_Exercise description_
Copy out the listing that follows exactly, dropping every picture.

_The input_
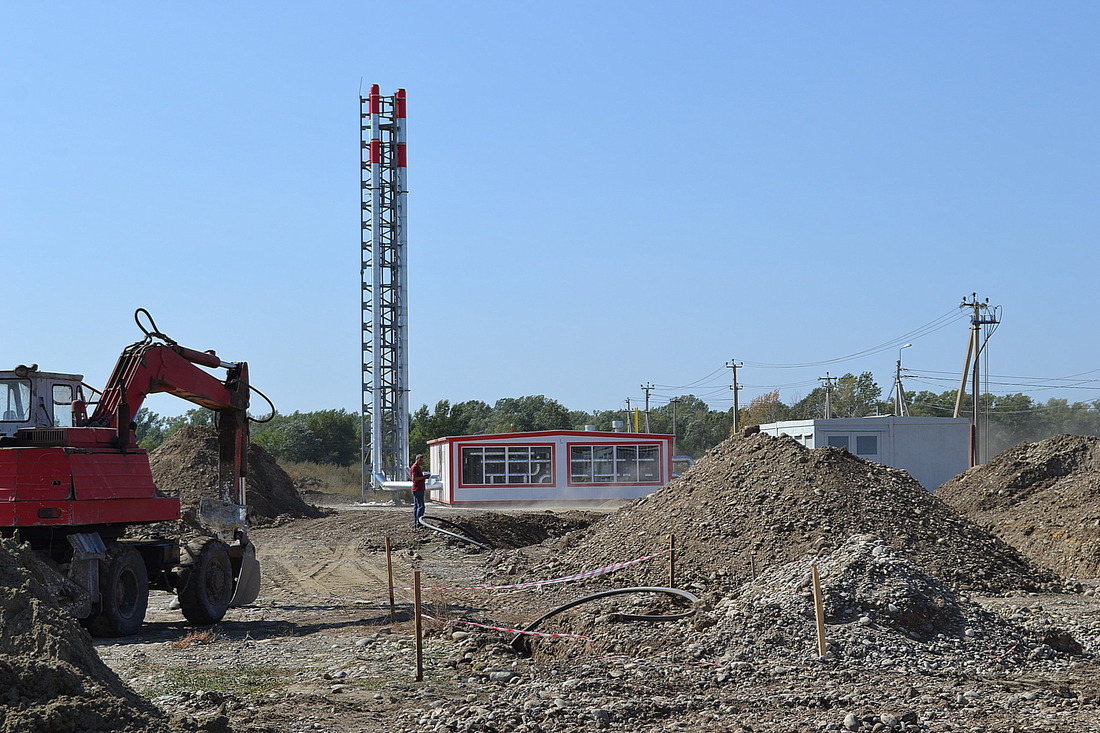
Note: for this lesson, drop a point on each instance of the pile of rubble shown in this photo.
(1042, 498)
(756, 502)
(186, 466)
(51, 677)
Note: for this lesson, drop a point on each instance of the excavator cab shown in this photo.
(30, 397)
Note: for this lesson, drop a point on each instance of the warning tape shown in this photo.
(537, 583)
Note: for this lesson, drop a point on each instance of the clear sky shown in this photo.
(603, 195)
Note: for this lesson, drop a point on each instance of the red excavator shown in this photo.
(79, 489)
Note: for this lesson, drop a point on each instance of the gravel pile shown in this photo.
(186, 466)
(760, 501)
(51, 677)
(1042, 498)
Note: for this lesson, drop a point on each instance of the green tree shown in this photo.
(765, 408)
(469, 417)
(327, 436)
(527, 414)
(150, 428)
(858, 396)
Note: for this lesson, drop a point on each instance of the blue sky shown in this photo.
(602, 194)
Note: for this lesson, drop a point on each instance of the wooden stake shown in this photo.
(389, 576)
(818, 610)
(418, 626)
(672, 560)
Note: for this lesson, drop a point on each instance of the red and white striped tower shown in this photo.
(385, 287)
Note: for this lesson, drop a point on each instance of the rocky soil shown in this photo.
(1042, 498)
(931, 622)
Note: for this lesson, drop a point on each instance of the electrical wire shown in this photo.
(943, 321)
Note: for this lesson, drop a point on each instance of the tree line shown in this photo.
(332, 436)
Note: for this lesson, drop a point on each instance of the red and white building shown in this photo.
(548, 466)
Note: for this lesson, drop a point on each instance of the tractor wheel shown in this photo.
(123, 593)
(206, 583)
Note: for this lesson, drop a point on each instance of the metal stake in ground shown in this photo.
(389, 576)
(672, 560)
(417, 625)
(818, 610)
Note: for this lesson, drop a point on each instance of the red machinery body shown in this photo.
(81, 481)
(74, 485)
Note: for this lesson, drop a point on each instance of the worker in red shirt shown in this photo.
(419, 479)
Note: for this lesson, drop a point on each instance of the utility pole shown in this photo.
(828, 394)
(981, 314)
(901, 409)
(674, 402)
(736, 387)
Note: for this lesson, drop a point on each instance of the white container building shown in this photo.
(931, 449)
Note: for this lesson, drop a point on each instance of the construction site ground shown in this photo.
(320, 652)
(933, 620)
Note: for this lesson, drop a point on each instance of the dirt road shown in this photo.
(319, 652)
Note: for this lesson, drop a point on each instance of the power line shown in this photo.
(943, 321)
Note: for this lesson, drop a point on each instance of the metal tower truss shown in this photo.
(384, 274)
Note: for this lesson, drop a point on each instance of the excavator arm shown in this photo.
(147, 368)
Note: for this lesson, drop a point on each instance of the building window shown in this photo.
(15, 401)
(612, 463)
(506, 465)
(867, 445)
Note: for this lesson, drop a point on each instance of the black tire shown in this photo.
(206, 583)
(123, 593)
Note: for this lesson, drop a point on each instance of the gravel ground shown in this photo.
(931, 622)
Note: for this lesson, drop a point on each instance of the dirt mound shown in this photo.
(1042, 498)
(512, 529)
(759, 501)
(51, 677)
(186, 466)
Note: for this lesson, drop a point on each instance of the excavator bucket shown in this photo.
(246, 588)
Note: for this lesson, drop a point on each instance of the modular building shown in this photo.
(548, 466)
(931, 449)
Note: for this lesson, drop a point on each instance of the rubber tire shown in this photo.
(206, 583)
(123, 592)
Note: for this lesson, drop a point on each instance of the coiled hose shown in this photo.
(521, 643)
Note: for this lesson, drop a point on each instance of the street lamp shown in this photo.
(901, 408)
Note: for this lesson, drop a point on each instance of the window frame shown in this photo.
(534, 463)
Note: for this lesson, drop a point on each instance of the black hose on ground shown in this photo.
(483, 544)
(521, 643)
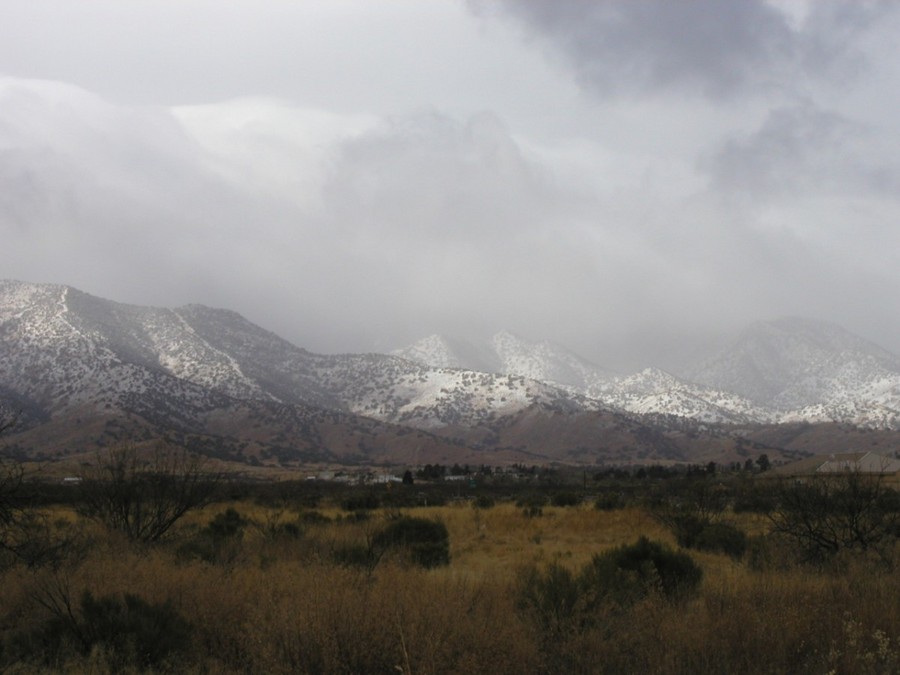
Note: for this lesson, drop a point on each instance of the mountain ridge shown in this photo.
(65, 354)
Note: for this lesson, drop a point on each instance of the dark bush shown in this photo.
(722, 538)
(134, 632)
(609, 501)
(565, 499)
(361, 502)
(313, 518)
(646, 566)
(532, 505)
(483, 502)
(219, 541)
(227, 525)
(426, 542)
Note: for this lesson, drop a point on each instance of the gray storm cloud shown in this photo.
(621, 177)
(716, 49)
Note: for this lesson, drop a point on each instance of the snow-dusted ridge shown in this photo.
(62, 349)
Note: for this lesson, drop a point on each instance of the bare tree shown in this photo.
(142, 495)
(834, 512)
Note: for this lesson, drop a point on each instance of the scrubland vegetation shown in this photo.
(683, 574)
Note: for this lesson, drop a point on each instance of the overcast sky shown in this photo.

_Final answer_
Note: for this lesson, drop a point on each instance of the pile of rubble shown in this photo.
(1042, 498)
(756, 502)
(186, 466)
(51, 677)
Note: for this lesson, drop a point on each instance of the excavator cab shown in this photo.
(30, 397)
Note: for this lesson, drop a point on each instance of the warning tape shown in this photo.
(537, 583)
Note: for this lesson, drop a point on each instance of the clear sky shown in this photo.
(603, 195)
Note: for this lesson, drop a point on each instance of the red excavator shown in this photo.
(79, 489)
Note: for this lesson, drop a point on each instance of the gravel pile shown in this photo.
(186, 466)
(760, 501)
(51, 677)
(1042, 498)
Note: for this lesson, drop a point on each instance of the green tree shown in this photo.
(765, 408)
(469, 417)
(327, 436)
(527, 414)
(150, 428)
(858, 396)
Note: for this lesson, drop a point on each instance of the blue sky shown in this photo.
(602, 194)
Note: for this lesson, drop a point on each instance of the wooden stake shown in this photo.
(389, 576)
(818, 610)
(418, 626)
(672, 560)
Note: for this lesson, drop a point on each instance of the red and white striped tower shown in this photo.
(385, 287)
Note: for this lesson, drop a point on each instance of the rocky soil shown in this photo.
(1042, 498)
(931, 622)
Note: for this lesson, drop a point on each instance of the electrical wire shown in this photo.
(943, 321)
Note: for this lesson, drop a point on each instance of the tree line shown in this photo.
(332, 436)
Note: for this lesson, drop a point on each instance of the red and white building shown in this photo.
(548, 466)
Note: for this lesson, drop a point on each instance of the tractor wheel shown in this photo.
(123, 593)
(206, 583)
Note: for this lesson, drop a point on each instance of the metal stake in ground shown in this photo.
(389, 576)
(672, 560)
(417, 625)
(818, 610)
Note: for this lesson, drop a point on each instance of the red machinery body shown in this photo.
(81, 481)
(74, 485)
Note: for this lesson, drop a point on each instance of the worker in red shirt shown in this photo.
(419, 479)
Note: for this lesson, drop a point on each instance of the utility pole shown in this photo.
(828, 394)
(981, 314)
(901, 409)
(674, 402)
(736, 387)
Note: for this lesson, drop a point on each instance of the white container building shown in this photo.
(931, 449)
Note: for this lesson, drop a point on each instance of the construction site ground shown in this photo.
(320, 652)
(933, 620)
Note: for this lesson, drop a point on each instance of the dirt road shown in this photo.
(319, 652)
Note: for this lesson, drop a point on each instance of the power line shown in this photo.
(943, 321)
Note: for this lesson, drop a point on each instance of the metal tower truss shown in this photo.
(384, 274)
Note: for this lesson, drop a point on each instance of the excavator arm shown in this photo.
(147, 368)
Note: for this lesson, drop a point on each instance of the building window shown in this photo.
(15, 401)
(612, 463)
(506, 465)
(867, 445)
Note: for this lesson, drop a point on each instance of the black tire shown in this photo.
(206, 583)
(123, 593)
Note: for this lesson, drop a point on each instance of the gravel ground shown in this photo.
(931, 622)
Note: for this lesson, drop a point on each instance of the dirt mound shown in this photo.
(1042, 498)
(512, 529)
(759, 501)
(51, 677)
(186, 466)
Note: for this lesson, drop a point on each instance of the excavator bucket shown in this photo.
(246, 588)
Note: for this lesson, drop a point on each instance of the modular building shown in this photo.
(548, 466)
(931, 449)
Note: for this lesson, drop a point on each instance of the rubber tire shown in this photo.
(206, 583)
(123, 592)
Note: for this lesson, drop a point on each instance of the coiled hose shown in this photo.
(521, 643)
Note: for this lesson, drop a point on each instance of the street lamp shown in this photo.
(901, 408)
Note: for this lesson, drop a point on each instance of the window frame shown in this photo.
(534, 463)
Note: for this lesson, drop a point on each instance of the black hose on ground shown in this photo.
(483, 544)
(521, 643)
Note: for this lesson, drop a point on each instance of the mountain ridge shown in this photo.
(65, 354)
Note: for this lesson, drop a point on each instance of the dark bush shown in this photo.
(722, 538)
(134, 632)
(609, 501)
(565, 499)
(361, 502)
(313, 518)
(646, 566)
(532, 505)
(483, 502)
(219, 541)
(227, 525)
(426, 542)
Note: for this lesson, drop a point on each instance of the gray storm cloud shown in this photo.
(621, 177)
(716, 49)
Note: for this lesson, drop a point on each instance of the snow-dusted ridge shown in this photo.
(62, 349)
Note: for this lesson, drop a point on each instance of the bare tree shown in this photo.
(142, 495)
(834, 512)
Note: for this lesson, drop a point on each instance of the scrubland vegetation shown in this photo.
(683, 574)
Note: for this lesson, drop a point on each instance of the overcast sky shown in this photo.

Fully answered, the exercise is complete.